**Work task**
In your copy, each line below is repeated exactly and no image appears.

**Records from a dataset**
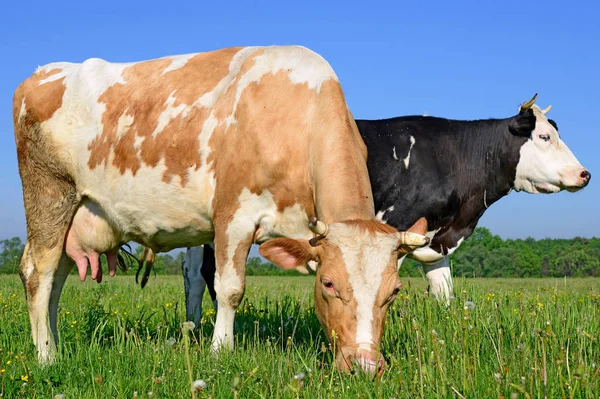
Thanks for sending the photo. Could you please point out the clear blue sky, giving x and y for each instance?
(455, 59)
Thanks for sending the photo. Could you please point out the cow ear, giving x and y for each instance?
(288, 253)
(523, 124)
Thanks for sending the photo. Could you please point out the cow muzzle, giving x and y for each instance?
(369, 361)
(576, 178)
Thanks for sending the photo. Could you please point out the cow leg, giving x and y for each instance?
(440, 280)
(38, 270)
(194, 284)
(208, 272)
(232, 244)
(64, 268)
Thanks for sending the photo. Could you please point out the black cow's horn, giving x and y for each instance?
(527, 105)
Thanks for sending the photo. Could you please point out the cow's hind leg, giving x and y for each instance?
(232, 244)
(64, 268)
(194, 283)
(440, 280)
(208, 272)
(50, 199)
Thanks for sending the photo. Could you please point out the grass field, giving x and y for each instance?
(507, 338)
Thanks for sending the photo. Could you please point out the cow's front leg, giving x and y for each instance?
(440, 280)
(232, 244)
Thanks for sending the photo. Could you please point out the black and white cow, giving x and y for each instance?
(449, 171)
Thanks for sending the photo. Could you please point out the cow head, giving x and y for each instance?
(546, 164)
(356, 281)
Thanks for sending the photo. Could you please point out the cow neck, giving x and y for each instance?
(340, 178)
(493, 156)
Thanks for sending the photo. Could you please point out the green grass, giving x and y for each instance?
(524, 336)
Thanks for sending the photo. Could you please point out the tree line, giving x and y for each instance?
(481, 255)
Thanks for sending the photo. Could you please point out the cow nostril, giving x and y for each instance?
(585, 175)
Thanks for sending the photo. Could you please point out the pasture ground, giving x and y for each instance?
(522, 338)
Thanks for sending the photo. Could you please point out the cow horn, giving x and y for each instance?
(527, 105)
(412, 239)
(318, 227)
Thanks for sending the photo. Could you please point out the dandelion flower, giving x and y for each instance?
(188, 326)
(299, 376)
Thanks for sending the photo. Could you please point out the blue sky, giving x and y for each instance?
(462, 60)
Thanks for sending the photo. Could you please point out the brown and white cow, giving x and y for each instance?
(237, 146)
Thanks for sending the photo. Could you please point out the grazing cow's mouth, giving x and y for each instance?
(541, 188)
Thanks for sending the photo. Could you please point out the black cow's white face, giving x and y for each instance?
(546, 164)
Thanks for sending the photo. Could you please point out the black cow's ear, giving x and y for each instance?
(523, 124)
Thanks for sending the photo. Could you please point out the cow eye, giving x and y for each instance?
(328, 285)
(394, 294)
(545, 137)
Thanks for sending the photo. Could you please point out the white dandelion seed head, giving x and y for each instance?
(198, 385)
(189, 325)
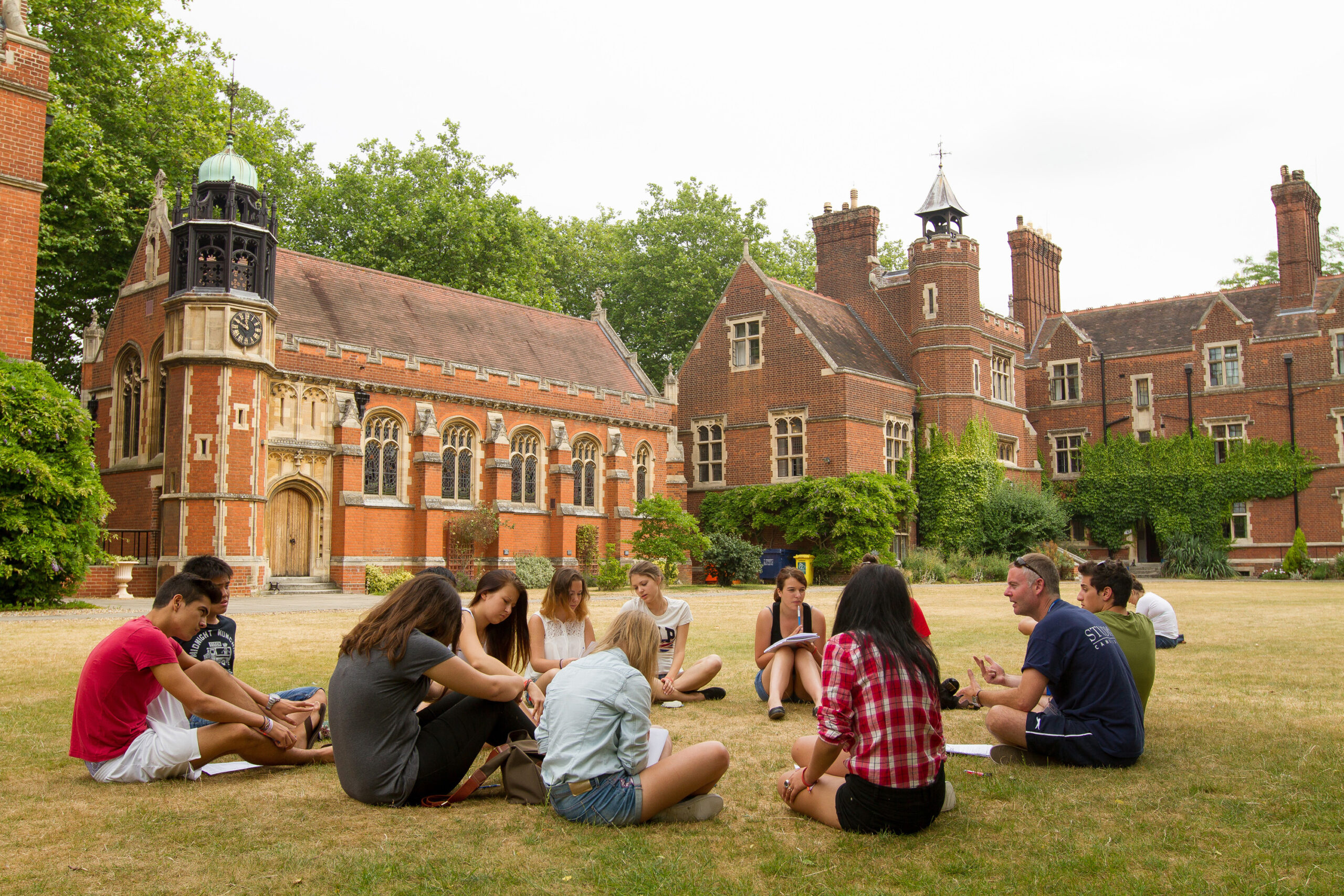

**Response**
Thanks for sending the photo. Could you please point out the clear blue sky, giving x and y for each instance?
(455, 59)
Thanks for sending the photo. Could you please point out the cow ear, giving x and y for each instance?
(288, 253)
(523, 124)
Thanks for sending the photo. Could you please point out the cow muzzle, giving x and y for each instance?
(369, 361)
(576, 178)
Thanks for sending the photo. Could you please point out the cow leg, giving x and y for each instance?
(440, 280)
(38, 270)
(194, 284)
(208, 272)
(232, 244)
(64, 268)
Thanks for sending the photo. Could you please point out the black cow's horn, giving x and y for each instance?
(527, 105)
Thanks for sending the photo. Could you please point out the cow's hind leg, giving x and y for each instance?
(232, 244)
(64, 268)
(194, 283)
(440, 280)
(208, 272)
(50, 199)
Thanks for sending the photo. Could you please point out the grass field, giving x and y for each instance?
(507, 338)
Thanks for sending the photo. Could you please point out the cow's front leg, giving x and y for each instance?
(440, 280)
(232, 244)
Thanks for sending the photo. Could you please point out the black and white cow, giving x and y for each instance?
(449, 171)
Thanks for sending the photo. Could you please point out the cow head, giving x and y for each instance?
(546, 164)
(356, 281)
Thanks for sending the photo. Could you please point out the cow neck, giving x and y for each instance?
(340, 178)
(493, 156)
Thanks for sending the photo. Could you please point out the green grass, giving x and y for each instance?
(524, 336)
Thanks for sending the photo. Could you please point out the tree line, giving x and y for each instance?
(481, 255)
Thanks for sending the photo. Could you please point out the cow nostril, giving x and y for each instance?
(585, 175)
Thanks for sending the photo. Could you please point out the pasture ground, giving x and y for each instance?
(522, 338)
Thanks for sending the photo. Could you please point out the cow horn, giving x and y for each instance?
(527, 105)
(412, 239)
(318, 227)
Thanks for sending the photo. Could you please point out the dandelion flower, giving x and y for each instance?
(188, 326)
(299, 376)
Thanks for sending the photo. Could you please point out the blue sky, giving x and y for each instance?
(462, 60)
Thanks for sending the photo. Could you please point out the brown and white cow, giving x and y for each instance?
(237, 146)
Thanks for sending the photo. Could you please point out the grazing cow's mouth, giving x and y for each instance?
(541, 188)
Thanks for sending the photo. Could you please point out the black cow's white face, giving x and y for each instance?
(546, 164)
Thanks for sending the photo. Could you please point out the black cow's ear, giving x and y for each instance?
(523, 124)
Thanks for sending the photo. Could you please point out the cow eye, giving x and y for each instance?
(328, 285)
(394, 294)
(545, 137)
Thanks for sending the photo. Could you please point out the white dandelion seed head, giving x and y for each instance?
(198, 385)
(189, 325)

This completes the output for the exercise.